▸ **Aim**: Can you reproduce every one of the records below, word for word and line for line?

--- Start of Material supplied ---

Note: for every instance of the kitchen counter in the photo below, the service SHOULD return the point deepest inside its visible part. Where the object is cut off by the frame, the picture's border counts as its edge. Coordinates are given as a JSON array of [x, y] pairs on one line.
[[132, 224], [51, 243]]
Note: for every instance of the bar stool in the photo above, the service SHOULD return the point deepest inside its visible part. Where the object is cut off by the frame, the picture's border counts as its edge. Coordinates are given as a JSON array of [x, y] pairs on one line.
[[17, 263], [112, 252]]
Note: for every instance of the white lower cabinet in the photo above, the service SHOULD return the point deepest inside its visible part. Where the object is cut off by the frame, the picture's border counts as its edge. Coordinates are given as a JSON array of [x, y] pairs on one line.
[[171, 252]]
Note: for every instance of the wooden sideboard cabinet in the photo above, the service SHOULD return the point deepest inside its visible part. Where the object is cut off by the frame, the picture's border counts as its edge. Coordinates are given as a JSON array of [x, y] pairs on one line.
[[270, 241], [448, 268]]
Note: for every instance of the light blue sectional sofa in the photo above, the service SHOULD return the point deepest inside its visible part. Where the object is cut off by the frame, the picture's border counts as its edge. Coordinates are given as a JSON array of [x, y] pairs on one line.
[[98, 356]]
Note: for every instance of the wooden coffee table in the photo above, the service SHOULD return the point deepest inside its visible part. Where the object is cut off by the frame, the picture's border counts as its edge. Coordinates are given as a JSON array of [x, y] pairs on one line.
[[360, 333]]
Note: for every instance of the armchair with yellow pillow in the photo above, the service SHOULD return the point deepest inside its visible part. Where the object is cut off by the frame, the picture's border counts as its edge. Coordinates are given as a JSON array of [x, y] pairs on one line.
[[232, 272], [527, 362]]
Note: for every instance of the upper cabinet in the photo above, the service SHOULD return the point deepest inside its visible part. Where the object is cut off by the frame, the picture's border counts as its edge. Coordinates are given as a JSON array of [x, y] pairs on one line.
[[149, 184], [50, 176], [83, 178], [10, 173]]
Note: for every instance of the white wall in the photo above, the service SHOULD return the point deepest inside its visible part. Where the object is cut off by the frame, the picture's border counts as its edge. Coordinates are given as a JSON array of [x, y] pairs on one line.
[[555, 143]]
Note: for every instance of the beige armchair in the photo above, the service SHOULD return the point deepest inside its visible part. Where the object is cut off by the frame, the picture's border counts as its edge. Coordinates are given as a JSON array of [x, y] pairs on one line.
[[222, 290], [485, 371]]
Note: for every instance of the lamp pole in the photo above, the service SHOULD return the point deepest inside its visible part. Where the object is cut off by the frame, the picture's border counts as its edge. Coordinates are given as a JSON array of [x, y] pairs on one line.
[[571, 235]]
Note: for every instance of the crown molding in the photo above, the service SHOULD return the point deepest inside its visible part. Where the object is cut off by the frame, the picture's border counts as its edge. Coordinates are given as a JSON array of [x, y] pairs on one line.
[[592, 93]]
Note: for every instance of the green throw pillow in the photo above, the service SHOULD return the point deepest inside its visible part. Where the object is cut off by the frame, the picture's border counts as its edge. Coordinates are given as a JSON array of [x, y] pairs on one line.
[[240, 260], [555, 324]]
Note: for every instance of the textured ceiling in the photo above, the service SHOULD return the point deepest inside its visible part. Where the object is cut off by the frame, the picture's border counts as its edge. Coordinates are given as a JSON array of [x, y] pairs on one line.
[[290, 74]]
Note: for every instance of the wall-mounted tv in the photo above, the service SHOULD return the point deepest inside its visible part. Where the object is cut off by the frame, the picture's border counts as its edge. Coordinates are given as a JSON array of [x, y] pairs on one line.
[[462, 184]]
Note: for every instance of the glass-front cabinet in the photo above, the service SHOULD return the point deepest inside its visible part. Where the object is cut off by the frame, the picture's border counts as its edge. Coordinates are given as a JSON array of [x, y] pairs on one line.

--- End of Material supplied ---

▸ **Right answer**:
Note: for every instance of the kitchen counter in the photo below, the service SHOULD return the point deepest inside its visible part. Where the object is cut off by the frame, the picture's border counts as its edge. Coordinates are given as a JSON array of [x, y] pairs on one line.
[[132, 224], [51, 243]]
Note: for every instance of the bar stool in the photo above, the service SHOULD return the point deepest inside its visible part. Where the object is cut off by the frame, the picture's border counts as its edge. Coordinates are given as a JSON array of [x, y] pairs on one line.
[[17, 263], [112, 252]]
Note: for every instance of the white lower cabinet in the photo above, the service SHOULD return the point deepest inside its visible part. Where the object is cut off by the frame, the picture's border counts as its edge. Coordinates are given as a JSON array of [x, y] pairs on one line.
[[171, 252]]
Note: for every instance of the wooden sideboard cabinet in the photo above, the service SHOULD return the point deepest inside its visible part. Where the object is cut off by the frame, the picture's border counts as its edge. Coordinates are given as a JSON array of [x, y] pairs on one line.
[[270, 241], [448, 268]]
Note: for every instance of the light blue sectional sofa in the photo above, the service SHOULD return the point deepest inside its visible part. Where the object is cut off by the frame, the picture's border counts as its edge. Coordinates are given as a JSON array of [x, y] pairs on one line.
[[98, 356]]
Note: for every instance of the wooden coffee table in the photo above, the service SHOULD return the point deepest inside its visible part. Where the object is cut off by the frame, the picture's border counts as its edge. Coordinates are given as a JSON array of [x, y] pairs on one line.
[[360, 333]]
Note: for every instance of the armchair with yellow pillow in the photo above, the service SHOULD return the point deepest inside its visible part. Where the object is cut off by the frame, the picture's border counts as its edge. Coordinates are given as a JSON array of [x, y] pairs on one line.
[[232, 272], [527, 362]]
Note: for every instance of the upper cabinet in the photo above, the service SHOULD return the point deepest inside its visible part. Where the object is cut off by the frame, the picture's border counts as its edge. Coordinates are given as a JSON array of [x, y] pairs on one line.
[[149, 184], [50, 176], [83, 178], [10, 173]]
Note: for every instance of the white wall in the photo above, the service SHOULD return the point deepest inside its visible part. Where the object is cut off by the frame, the picture's border counts as its edge. Coordinates are given as a JSON array of [x, y] pairs on one line.
[[555, 143]]
Note: for every instance of the beige armchair in the photo above, the service SHOULD return the point deepest inside its visible part. Where the object is cut off by the frame, the picture's border counts as its edge. Coordinates are given as a JSON array of [x, y] pairs on one line.
[[222, 290], [485, 371]]
Note: for every instance of the lamp pole in the photo above, the service SHOULD return the point deepest inside its visible part. Where the object is cut off by the frame, the picture's border counts as its edge. Coordinates are given as a JSON array of [x, y] pairs on one line.
[[571, 235]]
Note: for every instance of the crown molding in the photo above, the service SHOULD return the point deepest inside its visible part. Where the object is cut off by the frame, the picture's border counts as its edge. Coordinates are given as a JSON array of [x, y] pairs on one line.
[[592, 93]]
Note: for every instance of the green throw pillow in the photo above, the service SHOULD return the point deepest inside its visible part. Where the object is cut off by the frame, the picture's border counts as its edge. Coordinates are given as a JSON array of [x, y] pairs on one line.
[[240, 260], [555, 324]]
Note: for every instance of the textured ceiling in the photo above, the service SHOULD return the point deepest inside its visible part. Where the object is cut off by the frame, the picture's border counts as its edge. Coordinates are given as a JSON array of [x, y] pairs on one line.
[[290, 74]]
Note: for every instance of the wall-mounted tv in the photo above, the service SHOULD return the point deepest inside its visible part. Where the object is cut off by the frame, the picture's border counts as its edge. Coordinates are given as a JSON array of [x, y] pairs on one line.
[[462, 184]]
Note: for every instance of the glass-front cabinet in the photo above, the service SHOULD return the point deepest inside its visible part. Where the object is cut off by the frame, the picture's border counts as its edge. Coordinates are given as a JSON array of [x, y] pairs on one line.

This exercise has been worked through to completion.